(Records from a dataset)

+ + +

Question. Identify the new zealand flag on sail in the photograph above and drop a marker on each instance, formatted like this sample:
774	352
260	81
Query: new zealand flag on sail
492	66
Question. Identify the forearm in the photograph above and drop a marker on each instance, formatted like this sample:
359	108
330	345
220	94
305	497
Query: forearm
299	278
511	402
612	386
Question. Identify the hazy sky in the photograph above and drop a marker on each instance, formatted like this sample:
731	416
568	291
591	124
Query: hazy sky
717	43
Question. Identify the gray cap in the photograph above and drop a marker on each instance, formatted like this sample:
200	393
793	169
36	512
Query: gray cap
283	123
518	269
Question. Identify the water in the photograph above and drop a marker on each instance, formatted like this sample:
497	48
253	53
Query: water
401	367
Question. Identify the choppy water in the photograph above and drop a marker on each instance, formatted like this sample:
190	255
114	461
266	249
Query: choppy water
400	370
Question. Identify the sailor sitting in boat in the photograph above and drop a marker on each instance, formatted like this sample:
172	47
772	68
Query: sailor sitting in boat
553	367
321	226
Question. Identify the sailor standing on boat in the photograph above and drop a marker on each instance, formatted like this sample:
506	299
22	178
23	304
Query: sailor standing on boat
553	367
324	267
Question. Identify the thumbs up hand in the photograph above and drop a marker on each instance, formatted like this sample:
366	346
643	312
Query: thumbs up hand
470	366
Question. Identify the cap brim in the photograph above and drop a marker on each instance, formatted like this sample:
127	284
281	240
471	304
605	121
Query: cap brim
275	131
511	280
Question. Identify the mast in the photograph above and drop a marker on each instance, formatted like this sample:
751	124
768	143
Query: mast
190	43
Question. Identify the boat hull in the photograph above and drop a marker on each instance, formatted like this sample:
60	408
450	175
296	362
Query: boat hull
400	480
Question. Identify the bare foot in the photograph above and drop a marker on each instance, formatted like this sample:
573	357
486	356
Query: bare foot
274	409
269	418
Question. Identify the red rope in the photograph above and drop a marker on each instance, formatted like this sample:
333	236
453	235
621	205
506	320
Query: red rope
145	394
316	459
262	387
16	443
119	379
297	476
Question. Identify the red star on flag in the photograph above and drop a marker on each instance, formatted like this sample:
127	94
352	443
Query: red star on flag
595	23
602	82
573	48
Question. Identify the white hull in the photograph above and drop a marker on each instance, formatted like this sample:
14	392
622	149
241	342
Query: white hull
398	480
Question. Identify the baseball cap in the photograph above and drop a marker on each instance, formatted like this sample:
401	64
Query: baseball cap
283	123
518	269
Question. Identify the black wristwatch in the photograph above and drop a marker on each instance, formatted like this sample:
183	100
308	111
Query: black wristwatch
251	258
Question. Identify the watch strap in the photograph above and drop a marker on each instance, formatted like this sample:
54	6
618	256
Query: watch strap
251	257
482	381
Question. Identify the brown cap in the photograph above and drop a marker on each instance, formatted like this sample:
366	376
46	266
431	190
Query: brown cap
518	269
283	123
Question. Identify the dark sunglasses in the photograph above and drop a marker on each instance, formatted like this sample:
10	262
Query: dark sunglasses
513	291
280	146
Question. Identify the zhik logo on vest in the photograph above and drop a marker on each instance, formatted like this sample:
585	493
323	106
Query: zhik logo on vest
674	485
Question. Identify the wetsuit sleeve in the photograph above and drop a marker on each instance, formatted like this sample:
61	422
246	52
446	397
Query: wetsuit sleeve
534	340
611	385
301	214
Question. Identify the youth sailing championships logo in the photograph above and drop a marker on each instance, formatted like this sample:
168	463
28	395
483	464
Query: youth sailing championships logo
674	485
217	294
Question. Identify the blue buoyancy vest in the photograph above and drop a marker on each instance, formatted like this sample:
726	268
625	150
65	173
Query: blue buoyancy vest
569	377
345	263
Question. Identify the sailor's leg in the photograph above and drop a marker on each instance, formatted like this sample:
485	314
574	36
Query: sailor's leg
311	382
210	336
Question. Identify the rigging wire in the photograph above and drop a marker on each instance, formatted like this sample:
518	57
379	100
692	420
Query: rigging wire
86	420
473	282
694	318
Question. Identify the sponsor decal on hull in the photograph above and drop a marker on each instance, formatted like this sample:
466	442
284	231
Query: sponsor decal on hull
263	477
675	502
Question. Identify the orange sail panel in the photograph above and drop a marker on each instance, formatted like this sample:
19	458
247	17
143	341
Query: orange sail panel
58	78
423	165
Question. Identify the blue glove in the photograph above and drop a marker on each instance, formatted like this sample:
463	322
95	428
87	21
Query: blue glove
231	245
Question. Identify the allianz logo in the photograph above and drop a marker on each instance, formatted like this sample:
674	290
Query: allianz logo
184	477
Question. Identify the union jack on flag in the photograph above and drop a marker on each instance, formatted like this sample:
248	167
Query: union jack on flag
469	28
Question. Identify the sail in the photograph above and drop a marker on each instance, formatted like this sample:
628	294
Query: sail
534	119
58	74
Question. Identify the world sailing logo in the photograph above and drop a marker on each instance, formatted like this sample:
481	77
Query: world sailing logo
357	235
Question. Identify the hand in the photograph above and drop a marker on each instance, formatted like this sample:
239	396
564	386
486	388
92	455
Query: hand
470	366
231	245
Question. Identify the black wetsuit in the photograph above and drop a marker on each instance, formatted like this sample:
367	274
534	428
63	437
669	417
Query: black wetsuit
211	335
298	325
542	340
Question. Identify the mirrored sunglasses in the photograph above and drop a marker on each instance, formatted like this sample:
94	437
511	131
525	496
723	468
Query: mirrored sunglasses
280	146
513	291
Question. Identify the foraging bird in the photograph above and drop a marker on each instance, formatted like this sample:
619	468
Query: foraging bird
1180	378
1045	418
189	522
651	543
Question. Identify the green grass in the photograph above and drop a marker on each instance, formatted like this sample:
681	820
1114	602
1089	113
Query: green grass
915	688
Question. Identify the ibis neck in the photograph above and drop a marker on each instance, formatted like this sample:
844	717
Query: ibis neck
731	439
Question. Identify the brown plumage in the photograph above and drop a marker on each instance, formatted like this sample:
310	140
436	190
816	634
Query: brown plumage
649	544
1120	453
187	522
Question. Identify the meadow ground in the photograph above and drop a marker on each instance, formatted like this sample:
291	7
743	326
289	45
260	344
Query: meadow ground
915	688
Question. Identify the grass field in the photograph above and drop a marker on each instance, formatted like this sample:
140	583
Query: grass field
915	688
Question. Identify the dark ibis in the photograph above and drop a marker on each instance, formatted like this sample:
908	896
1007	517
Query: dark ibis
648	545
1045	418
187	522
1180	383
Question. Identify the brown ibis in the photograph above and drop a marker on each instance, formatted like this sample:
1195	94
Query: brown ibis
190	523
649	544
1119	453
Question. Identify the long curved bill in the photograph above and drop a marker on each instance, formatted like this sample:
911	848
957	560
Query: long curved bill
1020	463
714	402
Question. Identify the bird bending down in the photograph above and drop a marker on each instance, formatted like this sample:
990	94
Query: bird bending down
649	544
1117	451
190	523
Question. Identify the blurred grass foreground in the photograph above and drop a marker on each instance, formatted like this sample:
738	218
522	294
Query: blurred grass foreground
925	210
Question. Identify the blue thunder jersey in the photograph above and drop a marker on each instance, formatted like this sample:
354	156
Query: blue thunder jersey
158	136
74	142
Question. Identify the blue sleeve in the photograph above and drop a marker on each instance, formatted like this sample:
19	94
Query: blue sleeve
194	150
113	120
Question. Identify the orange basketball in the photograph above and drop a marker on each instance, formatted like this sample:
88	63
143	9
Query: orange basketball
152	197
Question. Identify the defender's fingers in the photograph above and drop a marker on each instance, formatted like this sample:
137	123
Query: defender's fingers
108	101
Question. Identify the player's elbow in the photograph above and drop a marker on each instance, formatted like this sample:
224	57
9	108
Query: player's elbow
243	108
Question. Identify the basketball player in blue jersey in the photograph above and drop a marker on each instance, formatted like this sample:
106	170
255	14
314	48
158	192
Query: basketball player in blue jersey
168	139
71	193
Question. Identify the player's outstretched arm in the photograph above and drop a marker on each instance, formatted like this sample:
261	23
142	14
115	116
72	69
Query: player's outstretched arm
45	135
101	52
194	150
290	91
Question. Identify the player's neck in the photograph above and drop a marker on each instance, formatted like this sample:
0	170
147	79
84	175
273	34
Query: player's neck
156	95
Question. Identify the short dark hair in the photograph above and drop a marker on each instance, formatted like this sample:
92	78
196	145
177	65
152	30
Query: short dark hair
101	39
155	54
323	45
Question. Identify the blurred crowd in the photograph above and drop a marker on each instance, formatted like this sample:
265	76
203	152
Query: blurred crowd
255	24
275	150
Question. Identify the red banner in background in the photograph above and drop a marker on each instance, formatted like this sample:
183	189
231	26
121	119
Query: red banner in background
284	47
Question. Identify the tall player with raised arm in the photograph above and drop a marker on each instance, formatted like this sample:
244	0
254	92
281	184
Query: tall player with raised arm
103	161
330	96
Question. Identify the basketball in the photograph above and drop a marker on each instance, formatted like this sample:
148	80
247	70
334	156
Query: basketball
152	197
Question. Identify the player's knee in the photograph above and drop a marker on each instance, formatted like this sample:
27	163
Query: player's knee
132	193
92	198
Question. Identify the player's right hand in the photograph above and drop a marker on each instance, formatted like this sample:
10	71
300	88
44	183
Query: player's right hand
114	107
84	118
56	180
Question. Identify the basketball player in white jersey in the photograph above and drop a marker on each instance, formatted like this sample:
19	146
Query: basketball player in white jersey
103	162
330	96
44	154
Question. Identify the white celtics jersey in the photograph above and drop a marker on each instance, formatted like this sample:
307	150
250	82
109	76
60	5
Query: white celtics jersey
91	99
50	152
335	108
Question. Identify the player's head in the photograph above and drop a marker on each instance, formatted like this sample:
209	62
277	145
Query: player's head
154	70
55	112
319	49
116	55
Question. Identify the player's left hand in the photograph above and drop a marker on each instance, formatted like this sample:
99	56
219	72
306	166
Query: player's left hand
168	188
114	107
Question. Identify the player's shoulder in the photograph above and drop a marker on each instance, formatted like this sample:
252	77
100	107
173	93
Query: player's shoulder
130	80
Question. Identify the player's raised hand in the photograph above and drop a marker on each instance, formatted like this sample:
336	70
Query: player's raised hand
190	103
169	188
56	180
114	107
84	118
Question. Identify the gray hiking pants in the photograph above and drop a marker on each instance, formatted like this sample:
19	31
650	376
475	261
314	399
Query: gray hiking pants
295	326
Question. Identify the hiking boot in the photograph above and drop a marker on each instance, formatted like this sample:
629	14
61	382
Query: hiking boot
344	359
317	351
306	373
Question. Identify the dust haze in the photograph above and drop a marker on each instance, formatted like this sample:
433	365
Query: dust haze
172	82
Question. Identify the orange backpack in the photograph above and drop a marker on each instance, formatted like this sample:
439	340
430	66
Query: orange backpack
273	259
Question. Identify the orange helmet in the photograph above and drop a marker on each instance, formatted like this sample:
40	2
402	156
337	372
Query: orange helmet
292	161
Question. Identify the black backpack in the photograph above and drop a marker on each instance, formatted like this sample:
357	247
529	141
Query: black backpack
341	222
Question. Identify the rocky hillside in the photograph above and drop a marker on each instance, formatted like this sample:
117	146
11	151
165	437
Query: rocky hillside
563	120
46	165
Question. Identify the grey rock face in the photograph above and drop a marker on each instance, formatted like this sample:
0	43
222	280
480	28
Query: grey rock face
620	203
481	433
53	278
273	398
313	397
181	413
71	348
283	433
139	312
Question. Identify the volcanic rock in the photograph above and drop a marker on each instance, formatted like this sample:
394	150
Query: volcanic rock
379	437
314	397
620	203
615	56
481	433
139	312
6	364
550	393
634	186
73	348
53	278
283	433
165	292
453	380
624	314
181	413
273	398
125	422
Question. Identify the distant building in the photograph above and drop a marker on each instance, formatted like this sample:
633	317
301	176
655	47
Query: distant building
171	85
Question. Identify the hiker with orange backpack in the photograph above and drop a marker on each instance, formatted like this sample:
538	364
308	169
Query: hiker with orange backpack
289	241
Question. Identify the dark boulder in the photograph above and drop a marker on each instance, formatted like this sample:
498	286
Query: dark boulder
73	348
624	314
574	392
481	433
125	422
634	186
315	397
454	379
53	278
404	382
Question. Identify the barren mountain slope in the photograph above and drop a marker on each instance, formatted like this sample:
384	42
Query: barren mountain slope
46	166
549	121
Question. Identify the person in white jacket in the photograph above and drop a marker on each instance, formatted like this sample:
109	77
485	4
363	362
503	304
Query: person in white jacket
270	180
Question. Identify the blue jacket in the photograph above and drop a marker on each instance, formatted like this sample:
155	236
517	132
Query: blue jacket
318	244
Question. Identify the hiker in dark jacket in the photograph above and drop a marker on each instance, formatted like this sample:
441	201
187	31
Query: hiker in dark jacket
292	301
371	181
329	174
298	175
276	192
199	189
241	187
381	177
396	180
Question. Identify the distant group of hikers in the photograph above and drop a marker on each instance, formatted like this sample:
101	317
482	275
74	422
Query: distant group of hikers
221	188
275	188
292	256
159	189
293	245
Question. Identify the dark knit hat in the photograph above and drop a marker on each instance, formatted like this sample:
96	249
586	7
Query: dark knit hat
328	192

+ + +

**Your instructions:** Output the records above exactly, from their first line through the line that contains "Question. Identify the hazy", and add nothing.

**Result for this task:**
Question. Identify the new zealand flag on sail in the photograph above and drop a marker on each instance, formatted like this sample:
774	352
260	81
Query: new zealand flag on sail
492	66
Question. Identify the forearm in the photograph above and drop a marker on each instance, formatted like this sample:
359	108
330	345
220	94
305	497
Query: forearm
299	278
511	402
612	386
Question. Identify the hazy sky in the photograph above and drop a marker on each instance, formatted like this sample:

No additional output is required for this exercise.